Dans mes recherches sur l’alimentation de l’armée d’Orient, quatre divisions principales étaient indiquées par la nature même des denrées alimentaires. J’avais à m’occuper successivement du pain, de la viande, des végétaux et des boissons.

Le biscuit, qui est le pain des marins, a été une grande ressource pour l’armée de Crimée. Il est de bonne conservation et ne craint que l’humidité. Le transport en est facile ; à poids égal, il est beaucoup plus nutritif que le pain de munition. L’eau que le pain contient en augmente le poids d’un tiers ; il ne reste rien de cette eau dans le biscuit. La farine transformée en biscuit s’allège dans une proportion de 5 pour 100. Le biscuit de France était bon, celui de Constantinople n’a pas toujours été d’une qualité ou d’une manutention irréprochable ; quelquefois il y avait des traces de moisissure.

ENTRÉES DU CORPUS:
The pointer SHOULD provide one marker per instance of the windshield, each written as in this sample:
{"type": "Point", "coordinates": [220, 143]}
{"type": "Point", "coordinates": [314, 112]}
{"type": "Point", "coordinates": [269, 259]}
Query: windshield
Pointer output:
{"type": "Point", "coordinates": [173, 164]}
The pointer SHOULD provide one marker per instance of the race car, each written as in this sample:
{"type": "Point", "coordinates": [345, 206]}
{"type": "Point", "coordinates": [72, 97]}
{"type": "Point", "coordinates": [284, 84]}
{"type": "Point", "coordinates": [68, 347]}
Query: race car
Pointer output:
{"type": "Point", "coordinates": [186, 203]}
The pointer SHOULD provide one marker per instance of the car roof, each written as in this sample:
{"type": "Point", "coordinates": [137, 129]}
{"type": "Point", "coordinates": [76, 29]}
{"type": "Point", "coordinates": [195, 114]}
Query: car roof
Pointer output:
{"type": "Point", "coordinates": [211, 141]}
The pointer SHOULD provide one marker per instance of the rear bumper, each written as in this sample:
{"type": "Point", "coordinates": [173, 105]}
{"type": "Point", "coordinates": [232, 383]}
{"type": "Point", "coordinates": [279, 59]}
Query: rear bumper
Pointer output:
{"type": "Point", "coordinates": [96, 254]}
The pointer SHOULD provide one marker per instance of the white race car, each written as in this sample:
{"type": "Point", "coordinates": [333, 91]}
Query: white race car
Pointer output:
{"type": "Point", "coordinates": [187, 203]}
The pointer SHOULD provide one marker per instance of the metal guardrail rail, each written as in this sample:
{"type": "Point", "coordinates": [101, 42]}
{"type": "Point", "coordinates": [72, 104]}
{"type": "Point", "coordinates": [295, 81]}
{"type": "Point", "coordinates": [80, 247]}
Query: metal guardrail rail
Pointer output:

À FAIRE:
1) Reproduisez à l'identique le passage sur le biscuit, de « Le biscuit, qui » à « traces de moisissure. », ces deux extrémités comprises.
2) Les affirmations suivantes concordent-elles avec le passage sur le biscuit ? Pour chacune, répondez par oui ou par non et citez fidèlement les mots du passage qui tranchent. (a) Le biscuit ne craint que l'humidité. (b) Le biscuit de Constantinople a toujours été d'une qualité irréprochable. (c) À poids égal, le pain de munition est plus nutritif que le biscuit.

RÉPONSES:
1)
Le biscuit, qui est le pain des marins, a été une grande ressource pour l’armée de Crimée. Il est de bonne conservation et ne craint que l’humidité. Le transport en est facile ; à poids égal, il est beaucoup plus nutritif que le pain de munition. L’eau que le pain contient en augmente le poids d’un tiers ; il ne reste rien de cette eau dans le biscuit. La farine transformée en biscuit s’allège dans une proportion de 5 pour 100. Le biscuit de France était bon, celui de Constantinople n’a pas toujours été d’une qualité ou d’une manutention irréprochable ; quelquefois il y avait des traces de moisissure.

2)
(a) Oui : « Il est de bonne conservation et ne craint que l’humidité. »
(b) Non : « celui de Constantinople n’a pas toujours été d’une qualité ou d’une manutention irréprochable »
(c) Non : « à poids égal, il est beaucoup plus nutritif que le pain de munition »